### TEXT PROVIDED

※ ※ ※

NEW YORK, NY - CIRCA 1946 (Photo by Michael Ochs Archives/Getty Images)

Yardbird: 100 Years of Charlie Parker

Dominic Green looks at the immortality of jazz saxophonist, Charlie Parker

Artillery Row

As with John Keats, you wonder what Charlie Parker might have achieved had he really got going. Parker, who died in 1955, would have been 100 years old this year. The idea of Parker the centenarian is almost as preposterous as the idea that Parker would, on the occasions when both he and his alto turned up at a club at the same time, rewrite the vocabulary of American popular music, transform jazz into a modern art, become both famous and penniless, and die in the New York apartment of a jazz-fancying Hungarian baroness with the attending doctor, unaware that the corpse before him had combined the facility of Paganini with the harmonic intelligence of Beethoven, guessing that the deceased was 65 years old. He was in fact 35, and already immortal.

LOS ANGELES – CIRCA 1945: Charlie Parker (Photo by Ray Whitten Photography/Michael Ochs Archives/Getty Images)

Much of Parker’s life remains obscure, but everything suggests the legend is more or less true. He really was a heroin addict from the age of 15. He really did come late to the saxophone, and he really wasn’t much shakes at first. The young Parker really did struggle when he sat in with Lester Young and other members of the Basie group in Kansas City, and Jo Jones really did throw a cymbal at his feet to stop him playing. He really did take up the alto as second-best to tenor: apart from Lester, Parker’s other idol was Leon “Chu” Berry, after whom he named his son. After not just the statutory woodshedding but also an inner communing with the harmonies that no soloist had yet managed, he really did appear as if from nowhere in New York City and make jazz a modern art form. And he really did turn up at Stravinsky’s house in Los Angeles in the middle of night and have the door slammed in his face.

To mark Parker’s centenary, Craft Records have reissued the recordings Parker made with his first label, Savoy. Recorded in New York City between September 1944 and September 1948, these six studio sessions were Parker’s first studio work and the first to reach the public; a further single track was recorded live at Carnegie Hall. Savoy issued the sides chronologically as 78 rpm singles, but between 1948 and 1950 the label repackaged them into four ten-inch albums, Modern Music, Volumes 1-4, each with six to eight tracks. The reason for this was that while the Savoy singles were announcing Parker as a sensation, Parker was recording with the Dial label and also on live recordings for Norman Granz’s Verve Records. To slice the salami thinly, Savoy jumbled the chronology of the recordings. They remain jumbled in aspic on Crate Records’ lovely time-capsule box of reissues.

※ ※ ※

Image entries for named regions
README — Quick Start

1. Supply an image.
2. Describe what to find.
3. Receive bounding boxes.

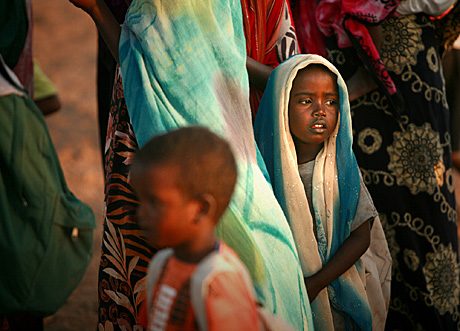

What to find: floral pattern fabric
[327,14,460,330]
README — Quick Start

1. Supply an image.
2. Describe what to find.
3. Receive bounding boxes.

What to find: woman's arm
[69,0,121,63]
[305,219,371,302]
[346,25,383,101]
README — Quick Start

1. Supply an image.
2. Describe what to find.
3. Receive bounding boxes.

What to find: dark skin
[347,25,382,101]
[69,0,273,91]
[289,66,371,302]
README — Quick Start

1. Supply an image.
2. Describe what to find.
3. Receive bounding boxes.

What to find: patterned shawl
[120,0,313,330]
[255,54,372,330]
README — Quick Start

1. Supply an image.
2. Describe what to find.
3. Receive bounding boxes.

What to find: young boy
[255,55,390,330]
[131,127,292,330]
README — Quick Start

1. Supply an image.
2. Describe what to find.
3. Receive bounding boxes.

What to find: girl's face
[288,65,339,163]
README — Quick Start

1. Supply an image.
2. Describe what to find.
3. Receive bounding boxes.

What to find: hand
[304,275,324,303]
[69,0,97,14]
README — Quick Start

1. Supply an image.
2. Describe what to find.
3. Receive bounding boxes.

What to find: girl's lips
[310,123,327,133]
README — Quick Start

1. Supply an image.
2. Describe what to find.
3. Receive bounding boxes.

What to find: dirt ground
[32,0,460,331]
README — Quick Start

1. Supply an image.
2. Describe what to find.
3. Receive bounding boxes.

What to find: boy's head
[288,64,340,163]
[131,127,237,248]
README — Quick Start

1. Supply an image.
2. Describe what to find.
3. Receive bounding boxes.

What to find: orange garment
[138,244,260,331]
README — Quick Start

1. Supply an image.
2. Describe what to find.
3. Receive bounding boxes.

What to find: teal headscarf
[255,54,372,330]
[120,0,313,330]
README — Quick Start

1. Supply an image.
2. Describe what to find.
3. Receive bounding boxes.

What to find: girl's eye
[300,99,311,105]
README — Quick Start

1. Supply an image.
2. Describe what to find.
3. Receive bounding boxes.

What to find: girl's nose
[313,104,326,117]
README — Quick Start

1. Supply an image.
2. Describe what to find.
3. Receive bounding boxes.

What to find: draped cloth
[254,54,389,330]
[316,0,402,116]
[119,0,313,330]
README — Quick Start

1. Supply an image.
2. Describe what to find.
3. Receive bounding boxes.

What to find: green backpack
[0,63,95,316]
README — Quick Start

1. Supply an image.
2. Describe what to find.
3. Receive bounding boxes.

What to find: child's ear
[196,193,217,222]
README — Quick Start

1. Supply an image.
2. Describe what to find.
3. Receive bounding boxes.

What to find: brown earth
[32,0,460,331]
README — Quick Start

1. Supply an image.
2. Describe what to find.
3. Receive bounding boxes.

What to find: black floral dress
[328,13,460,330]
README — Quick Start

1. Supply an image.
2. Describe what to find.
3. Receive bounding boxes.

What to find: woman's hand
[304,275,324,303]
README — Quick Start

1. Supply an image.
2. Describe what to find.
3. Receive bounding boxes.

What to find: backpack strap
[147,252,173,311]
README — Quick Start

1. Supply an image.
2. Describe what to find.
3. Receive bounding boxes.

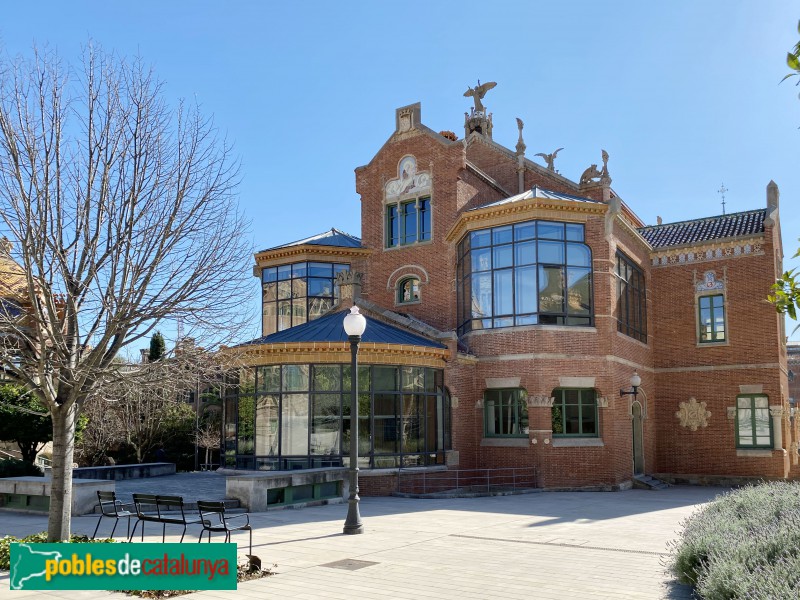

※ ※ ※

### WRITTEN INSTRUCTION
Quote the article on Charlie Parker word for word, between "To mark Parker’s" and "box of reissues.", inclusive.

### RESPONSE TO THE EXERCISE
To mark Parker’s centenary, Craft Records have reissued the recordings Parker made with his first label, Savoy. Recorded in New York City between September 1944 and September 1948, these six studio sessions were Parker’s first studio work and the first to reach the public; a further single track was recorded live at Carnegie Hall. Savoy issued the sides chronologically as 78 rpm singles, but between 1948 and 1950 the label repackaged them into four ten-inch albums, Modern Music, Volumes 1-4, each with six to eight tracks. The reason for this was that while the Savoy singles were announcing Parker as a sensation, Parker was recording with the Dial label and also on live recordings for Norman Granz’s Verve Records. To slice the salami thinly, Savoy jumbled the chronology of the recordings. They remain jumbled in aspic on Crate Records’ lovely time-capsule box of reissues.